PASSAGE DU TEXTE:
++++++++

Le Traité sur le commerce des armes (TCA) est un traité multilatéral juridiquement contraignant visant à réguler le commerce international des armes conventionnelles[1] selon des « normes communes les plus strictes possible ». Depuis son entrée en vigueur en 2014, les États parties au TCA organisent des réunions annuelles afin de discuter des avancées dans de sa mise en œuvre, de son universalisation et de la transparence dont font preuve les pays au sujet de leurs ventes d’armes. Pour la 5e Conférence des États parties (CEP5), tenue du 25 au 30 août 2019 à Genève, la présidence lettonne a inscrit la question de la violence basée sur le genre (VBG) à l’ordre du jour des travaux[2]. Le TCA est en effet le premier accord international à reconnaître le lien entre le commerce des armes et ce type particulier de violence[3]. L’article 7 §4 stipule que lors de l’évaluation d’une exportation, les organismes étatiques concernées doivent tenir compte du risque que les armes puissent servir à commettre des actes graves de violence fondée sur le sexe, de violences contre les femmes et les enfants, ou à en faciliter la commission[4].

Le choix de la thématique a été bien accueilli par les États parties, les signataires ainsi que par les observateurs et les membres de la société civile. Cet enjeu a été au cœur des réunions préparatoires informelles et a offert une abondante matière à discussion au cours de la CEP5. Toutefois, des doutes subsistent quant à la définition des notions de « genre » et de « VBG » et à la façon dont les États peuvent les prendre en compte dans leurs processus d’octroi de licences d’exportation d’armes.

La cinquième édition de la CEP a servi à ouvrir le débat sur l’interprétation de la thématique du genre et de la VBG et à proposer des pistes de travail et des outils pour la suite. Cet Éclairage présente les principaux points traités au cours de la CEP5 et identifie les défis posés par les recommandations en matière de genre et de VBG introduites dans le rapport final et acceptées par les États parties au TCA[5]. Il traite notamment des enjeux entourant le manque de définitions communes, d’indicateurs et de sources permettant une bonne évaluation du critère énoncé dans l’article 7 §4 lors de l’analyse des risques préalable à une exportation d’armes.

Décisions et recommandations relatives au genre et à la VBG au cours de la CEP5

De nombreux États parties au TCA se sont interrogés quant à la manière d’aborder et d’appliquer les dispositions du Traité sur la prévention des VBG. En effet, l’accès aux données pertinentes et l’identification de cas concrets dans le cadre d’une évaluation des droits humains sont difficiles. La décision prise par l’Ambassadeur letton Karklins, en sa qualité de président de la CEP5, de faire du genre et de la VBG l’axe thématique de ce rendez-vous a toutefois permis aux États parties, signataires et observateurs, de discuter de leurs obligations en matière de genre. Les discussions ont porté sur trois aspects principaux énoncés par le président dans sa proposition de rapport[6] : 1) la parité hommes-femmes au sein des délégations des États parties, 2) l’impact de la violence et des conflits armés en fonction du genre et 3) les critères d’évaluation de risque des articles 6 et 7 du Traité[7].

++++++++

ENREGISTREMENTS FOURNIS:
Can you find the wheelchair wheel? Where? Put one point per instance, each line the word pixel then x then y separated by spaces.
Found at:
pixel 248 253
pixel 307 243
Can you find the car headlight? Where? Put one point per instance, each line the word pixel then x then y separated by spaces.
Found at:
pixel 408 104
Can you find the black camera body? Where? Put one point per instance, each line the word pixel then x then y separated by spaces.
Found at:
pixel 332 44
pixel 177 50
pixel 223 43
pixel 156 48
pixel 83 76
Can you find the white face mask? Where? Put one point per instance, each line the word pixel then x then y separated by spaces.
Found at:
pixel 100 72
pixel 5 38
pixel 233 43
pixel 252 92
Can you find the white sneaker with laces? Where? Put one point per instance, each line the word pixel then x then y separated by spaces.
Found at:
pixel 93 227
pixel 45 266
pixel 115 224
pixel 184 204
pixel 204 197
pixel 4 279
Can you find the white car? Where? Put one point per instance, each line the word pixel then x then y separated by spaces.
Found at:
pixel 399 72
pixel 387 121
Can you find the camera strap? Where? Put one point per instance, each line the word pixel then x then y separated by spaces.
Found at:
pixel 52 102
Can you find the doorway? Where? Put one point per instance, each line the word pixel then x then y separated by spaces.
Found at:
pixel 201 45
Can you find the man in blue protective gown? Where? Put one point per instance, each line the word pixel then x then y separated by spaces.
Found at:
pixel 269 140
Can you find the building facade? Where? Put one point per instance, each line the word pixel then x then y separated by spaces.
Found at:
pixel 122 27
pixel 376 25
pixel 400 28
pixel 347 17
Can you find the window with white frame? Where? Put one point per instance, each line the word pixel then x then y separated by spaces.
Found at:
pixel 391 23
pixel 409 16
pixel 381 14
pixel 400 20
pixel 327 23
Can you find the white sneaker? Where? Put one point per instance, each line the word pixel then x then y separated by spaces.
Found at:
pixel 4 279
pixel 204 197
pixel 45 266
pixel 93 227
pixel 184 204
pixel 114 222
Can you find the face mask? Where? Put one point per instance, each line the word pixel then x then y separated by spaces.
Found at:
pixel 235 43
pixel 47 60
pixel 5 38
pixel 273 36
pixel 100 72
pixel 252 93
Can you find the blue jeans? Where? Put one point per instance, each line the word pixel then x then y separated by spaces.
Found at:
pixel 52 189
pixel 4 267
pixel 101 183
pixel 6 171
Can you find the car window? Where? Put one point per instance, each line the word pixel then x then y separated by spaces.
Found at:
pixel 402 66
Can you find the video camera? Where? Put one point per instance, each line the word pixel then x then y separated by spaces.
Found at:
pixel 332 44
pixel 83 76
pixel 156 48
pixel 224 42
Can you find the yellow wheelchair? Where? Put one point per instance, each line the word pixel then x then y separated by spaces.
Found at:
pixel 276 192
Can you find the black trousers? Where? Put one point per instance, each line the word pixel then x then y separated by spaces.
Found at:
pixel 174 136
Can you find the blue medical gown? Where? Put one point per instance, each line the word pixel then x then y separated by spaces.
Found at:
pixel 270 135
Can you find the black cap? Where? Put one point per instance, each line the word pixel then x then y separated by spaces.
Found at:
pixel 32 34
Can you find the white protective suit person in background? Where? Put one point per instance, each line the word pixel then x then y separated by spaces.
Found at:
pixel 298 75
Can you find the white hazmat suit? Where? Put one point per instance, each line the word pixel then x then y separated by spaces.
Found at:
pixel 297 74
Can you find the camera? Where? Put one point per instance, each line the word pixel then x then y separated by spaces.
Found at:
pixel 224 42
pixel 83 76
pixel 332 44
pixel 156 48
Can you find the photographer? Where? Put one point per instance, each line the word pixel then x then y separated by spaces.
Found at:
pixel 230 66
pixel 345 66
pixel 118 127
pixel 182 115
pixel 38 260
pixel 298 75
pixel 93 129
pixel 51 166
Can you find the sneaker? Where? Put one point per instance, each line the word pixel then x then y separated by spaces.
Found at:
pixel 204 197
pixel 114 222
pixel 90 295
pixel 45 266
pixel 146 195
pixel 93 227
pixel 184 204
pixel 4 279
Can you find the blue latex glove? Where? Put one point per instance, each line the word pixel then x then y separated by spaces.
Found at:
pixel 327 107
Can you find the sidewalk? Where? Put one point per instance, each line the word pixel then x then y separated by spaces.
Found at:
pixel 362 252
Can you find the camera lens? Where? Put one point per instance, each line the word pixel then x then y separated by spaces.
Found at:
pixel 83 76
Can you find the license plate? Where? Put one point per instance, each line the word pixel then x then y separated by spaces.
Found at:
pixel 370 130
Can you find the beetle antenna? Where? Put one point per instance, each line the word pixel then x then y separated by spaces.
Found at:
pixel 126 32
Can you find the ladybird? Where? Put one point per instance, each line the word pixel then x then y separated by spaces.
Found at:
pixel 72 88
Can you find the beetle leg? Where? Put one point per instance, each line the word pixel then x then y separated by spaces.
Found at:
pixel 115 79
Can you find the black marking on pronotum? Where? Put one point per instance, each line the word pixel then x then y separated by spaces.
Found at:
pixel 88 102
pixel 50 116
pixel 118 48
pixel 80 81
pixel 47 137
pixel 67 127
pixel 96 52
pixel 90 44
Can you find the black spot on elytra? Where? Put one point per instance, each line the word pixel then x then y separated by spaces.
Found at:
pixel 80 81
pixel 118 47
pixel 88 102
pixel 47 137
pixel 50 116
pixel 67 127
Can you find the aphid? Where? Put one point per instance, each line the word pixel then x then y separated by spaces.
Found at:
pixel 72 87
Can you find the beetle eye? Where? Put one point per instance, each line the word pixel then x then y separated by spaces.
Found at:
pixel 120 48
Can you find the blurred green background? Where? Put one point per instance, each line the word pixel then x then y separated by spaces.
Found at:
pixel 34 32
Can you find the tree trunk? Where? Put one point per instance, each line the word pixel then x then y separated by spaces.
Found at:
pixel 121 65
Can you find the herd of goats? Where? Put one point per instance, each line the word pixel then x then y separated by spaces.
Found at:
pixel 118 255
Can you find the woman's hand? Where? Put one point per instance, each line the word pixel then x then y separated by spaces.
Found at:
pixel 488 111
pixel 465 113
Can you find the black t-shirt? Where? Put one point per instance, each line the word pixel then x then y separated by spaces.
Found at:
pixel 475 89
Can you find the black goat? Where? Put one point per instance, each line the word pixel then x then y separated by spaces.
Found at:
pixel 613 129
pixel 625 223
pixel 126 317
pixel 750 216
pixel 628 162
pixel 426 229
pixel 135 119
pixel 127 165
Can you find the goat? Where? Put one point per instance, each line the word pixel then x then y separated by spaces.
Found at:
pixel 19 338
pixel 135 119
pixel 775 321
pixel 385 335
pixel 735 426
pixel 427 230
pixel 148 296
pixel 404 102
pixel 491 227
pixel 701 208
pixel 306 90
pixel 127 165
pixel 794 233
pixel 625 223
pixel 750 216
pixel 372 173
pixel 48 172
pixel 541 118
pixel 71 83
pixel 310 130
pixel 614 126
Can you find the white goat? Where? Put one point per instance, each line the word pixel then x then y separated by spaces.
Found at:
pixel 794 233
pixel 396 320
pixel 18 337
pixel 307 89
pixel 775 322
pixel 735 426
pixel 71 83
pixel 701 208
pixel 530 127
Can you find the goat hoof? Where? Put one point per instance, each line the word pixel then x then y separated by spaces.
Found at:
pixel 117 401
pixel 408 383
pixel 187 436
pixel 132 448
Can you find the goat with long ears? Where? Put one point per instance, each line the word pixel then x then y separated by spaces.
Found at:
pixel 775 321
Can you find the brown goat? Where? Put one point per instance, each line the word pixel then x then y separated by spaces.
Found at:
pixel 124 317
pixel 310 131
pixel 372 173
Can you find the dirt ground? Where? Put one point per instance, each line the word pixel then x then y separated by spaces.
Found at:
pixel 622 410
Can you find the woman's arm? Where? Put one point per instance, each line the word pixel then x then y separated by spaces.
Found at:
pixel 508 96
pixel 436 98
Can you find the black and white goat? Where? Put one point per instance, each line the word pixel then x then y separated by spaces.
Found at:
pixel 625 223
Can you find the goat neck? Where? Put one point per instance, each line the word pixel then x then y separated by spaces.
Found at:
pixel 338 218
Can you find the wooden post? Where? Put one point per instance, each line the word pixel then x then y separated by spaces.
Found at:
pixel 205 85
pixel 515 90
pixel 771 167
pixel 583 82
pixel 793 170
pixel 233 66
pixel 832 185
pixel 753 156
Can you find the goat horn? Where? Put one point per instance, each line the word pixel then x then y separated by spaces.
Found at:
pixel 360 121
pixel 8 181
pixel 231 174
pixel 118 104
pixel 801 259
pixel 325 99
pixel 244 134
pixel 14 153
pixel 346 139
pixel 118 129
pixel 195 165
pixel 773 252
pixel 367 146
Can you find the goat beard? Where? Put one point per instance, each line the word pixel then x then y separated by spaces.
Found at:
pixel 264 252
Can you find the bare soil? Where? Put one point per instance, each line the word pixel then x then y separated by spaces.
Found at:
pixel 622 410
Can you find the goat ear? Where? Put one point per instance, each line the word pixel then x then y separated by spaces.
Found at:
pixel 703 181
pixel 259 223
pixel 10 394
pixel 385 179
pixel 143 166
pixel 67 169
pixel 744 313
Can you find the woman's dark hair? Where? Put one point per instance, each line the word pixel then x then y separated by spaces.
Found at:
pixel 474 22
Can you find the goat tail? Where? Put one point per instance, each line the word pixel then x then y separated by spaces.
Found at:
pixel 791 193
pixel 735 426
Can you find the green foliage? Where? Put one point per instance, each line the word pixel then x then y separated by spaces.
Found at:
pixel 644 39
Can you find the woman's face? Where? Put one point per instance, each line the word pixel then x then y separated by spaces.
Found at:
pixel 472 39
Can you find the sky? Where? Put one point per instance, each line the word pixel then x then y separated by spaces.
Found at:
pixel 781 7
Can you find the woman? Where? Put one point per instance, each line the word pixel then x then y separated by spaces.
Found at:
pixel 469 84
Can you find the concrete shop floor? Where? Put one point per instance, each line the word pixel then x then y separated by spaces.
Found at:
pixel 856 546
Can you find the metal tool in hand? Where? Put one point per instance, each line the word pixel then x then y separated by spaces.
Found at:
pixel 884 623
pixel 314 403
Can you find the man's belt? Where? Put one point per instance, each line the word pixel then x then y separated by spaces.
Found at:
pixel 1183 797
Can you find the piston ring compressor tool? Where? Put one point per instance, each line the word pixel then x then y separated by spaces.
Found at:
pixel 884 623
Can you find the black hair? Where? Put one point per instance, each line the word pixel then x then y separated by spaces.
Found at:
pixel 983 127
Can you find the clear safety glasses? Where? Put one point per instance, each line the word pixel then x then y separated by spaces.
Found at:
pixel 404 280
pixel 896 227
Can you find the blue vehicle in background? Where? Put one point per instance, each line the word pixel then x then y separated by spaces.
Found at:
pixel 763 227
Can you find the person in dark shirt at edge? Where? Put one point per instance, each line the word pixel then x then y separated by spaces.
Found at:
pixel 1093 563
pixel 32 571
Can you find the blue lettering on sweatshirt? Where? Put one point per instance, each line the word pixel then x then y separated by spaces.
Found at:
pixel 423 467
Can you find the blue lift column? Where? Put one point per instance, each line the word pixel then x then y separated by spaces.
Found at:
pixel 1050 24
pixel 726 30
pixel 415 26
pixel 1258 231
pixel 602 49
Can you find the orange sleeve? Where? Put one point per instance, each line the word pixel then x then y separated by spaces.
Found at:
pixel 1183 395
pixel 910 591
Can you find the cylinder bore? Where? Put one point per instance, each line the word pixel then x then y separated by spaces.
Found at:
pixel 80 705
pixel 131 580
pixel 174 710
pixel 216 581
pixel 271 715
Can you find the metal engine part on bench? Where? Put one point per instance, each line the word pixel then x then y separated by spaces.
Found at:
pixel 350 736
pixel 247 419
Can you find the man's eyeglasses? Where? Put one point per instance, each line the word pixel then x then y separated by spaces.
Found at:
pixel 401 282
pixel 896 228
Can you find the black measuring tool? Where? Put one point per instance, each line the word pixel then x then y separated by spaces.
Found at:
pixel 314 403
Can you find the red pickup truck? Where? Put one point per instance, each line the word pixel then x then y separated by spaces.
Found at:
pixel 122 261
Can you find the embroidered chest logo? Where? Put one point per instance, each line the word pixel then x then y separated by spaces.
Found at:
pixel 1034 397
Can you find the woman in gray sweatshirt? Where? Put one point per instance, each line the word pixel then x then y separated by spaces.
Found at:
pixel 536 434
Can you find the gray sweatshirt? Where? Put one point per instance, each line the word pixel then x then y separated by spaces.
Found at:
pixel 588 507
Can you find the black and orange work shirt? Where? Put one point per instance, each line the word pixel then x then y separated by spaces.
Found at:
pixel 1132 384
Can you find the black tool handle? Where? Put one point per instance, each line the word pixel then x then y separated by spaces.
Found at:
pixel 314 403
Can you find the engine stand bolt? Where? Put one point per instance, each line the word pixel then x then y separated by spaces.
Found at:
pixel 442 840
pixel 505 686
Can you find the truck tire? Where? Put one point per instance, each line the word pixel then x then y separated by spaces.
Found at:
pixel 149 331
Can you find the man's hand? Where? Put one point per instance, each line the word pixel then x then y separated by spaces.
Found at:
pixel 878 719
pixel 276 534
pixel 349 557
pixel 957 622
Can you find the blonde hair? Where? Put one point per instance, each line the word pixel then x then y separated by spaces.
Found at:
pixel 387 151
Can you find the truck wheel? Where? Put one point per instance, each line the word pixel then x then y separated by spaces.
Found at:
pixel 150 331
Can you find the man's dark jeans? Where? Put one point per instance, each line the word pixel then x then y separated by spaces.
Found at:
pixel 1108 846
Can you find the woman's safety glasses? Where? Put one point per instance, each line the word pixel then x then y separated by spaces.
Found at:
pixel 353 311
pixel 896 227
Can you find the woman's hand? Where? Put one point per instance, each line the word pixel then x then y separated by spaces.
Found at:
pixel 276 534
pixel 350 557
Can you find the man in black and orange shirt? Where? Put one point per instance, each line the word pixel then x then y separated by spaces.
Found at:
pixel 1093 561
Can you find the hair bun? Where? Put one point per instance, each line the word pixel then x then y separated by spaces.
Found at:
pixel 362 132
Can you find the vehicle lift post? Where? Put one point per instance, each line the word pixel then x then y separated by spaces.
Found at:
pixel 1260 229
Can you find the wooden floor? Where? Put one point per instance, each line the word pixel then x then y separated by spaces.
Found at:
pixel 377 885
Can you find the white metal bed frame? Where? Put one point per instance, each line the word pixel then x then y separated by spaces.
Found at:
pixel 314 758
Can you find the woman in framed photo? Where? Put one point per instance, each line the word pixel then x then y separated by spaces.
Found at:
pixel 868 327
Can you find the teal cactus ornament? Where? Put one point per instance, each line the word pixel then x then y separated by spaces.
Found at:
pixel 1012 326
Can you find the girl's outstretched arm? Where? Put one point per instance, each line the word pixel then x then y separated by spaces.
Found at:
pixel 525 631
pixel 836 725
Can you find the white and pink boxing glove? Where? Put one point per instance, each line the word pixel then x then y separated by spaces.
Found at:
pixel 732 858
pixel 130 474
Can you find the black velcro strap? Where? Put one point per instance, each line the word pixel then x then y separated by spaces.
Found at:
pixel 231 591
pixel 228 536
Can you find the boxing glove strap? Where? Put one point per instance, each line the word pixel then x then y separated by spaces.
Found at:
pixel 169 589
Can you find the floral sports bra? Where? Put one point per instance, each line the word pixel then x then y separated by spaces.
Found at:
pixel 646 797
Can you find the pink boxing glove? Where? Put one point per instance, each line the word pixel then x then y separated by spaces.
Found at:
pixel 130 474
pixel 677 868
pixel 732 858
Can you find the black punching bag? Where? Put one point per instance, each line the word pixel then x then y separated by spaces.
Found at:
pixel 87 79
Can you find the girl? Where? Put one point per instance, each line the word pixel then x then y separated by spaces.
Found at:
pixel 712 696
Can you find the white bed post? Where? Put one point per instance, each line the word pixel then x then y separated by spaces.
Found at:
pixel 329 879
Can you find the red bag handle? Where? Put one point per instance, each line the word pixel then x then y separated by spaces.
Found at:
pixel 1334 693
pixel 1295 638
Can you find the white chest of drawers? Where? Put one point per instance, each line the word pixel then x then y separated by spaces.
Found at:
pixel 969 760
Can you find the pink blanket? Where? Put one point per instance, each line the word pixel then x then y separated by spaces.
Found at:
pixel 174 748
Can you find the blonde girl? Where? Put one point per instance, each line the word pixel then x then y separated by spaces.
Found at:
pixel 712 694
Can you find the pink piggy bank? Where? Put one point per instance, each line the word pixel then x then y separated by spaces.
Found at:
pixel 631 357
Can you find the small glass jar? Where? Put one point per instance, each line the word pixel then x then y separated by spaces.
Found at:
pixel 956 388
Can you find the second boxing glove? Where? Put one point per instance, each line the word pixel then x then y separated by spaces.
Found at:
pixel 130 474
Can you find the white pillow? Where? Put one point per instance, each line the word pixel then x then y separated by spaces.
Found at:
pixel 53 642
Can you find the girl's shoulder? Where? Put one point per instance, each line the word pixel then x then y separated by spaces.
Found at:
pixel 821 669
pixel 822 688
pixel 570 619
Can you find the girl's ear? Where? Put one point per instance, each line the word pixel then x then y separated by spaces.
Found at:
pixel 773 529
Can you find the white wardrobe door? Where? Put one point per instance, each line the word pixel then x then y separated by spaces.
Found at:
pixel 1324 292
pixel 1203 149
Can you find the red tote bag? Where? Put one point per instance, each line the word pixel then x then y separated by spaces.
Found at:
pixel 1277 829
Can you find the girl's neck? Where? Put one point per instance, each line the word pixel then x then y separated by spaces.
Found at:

++++++++

CONSIGNES: Transcrivez sans rien changer le passage du texte sur le Traité sur le commerce des armes qui va de « La cinquième édition » jusqu'à « une exportation d’armes. ».

RÉPONSE ATTENDUE:
La cinquième édition de la CEP a servi à ouvrir le débat sur l’interprétation de la thématique du genre et de la VBG et à proposer des pistes de travail et des outils pour la suite. Cet Éclairage présente les principaux points traités au cours de la CEP5 et identifie les défis posés par les recommandations en matière de genre et de VBG introduites dans le rapport final et acceptées par les États parties au TCA[5]. Il traite notamment des enjeux entourant le manque de définitions communes, d’indicateurs et de sources permettant une bonne évaluation du critère énoncé dans l’article 7 §4 lors de l’analyse des risques préalable à une exportation d’armes.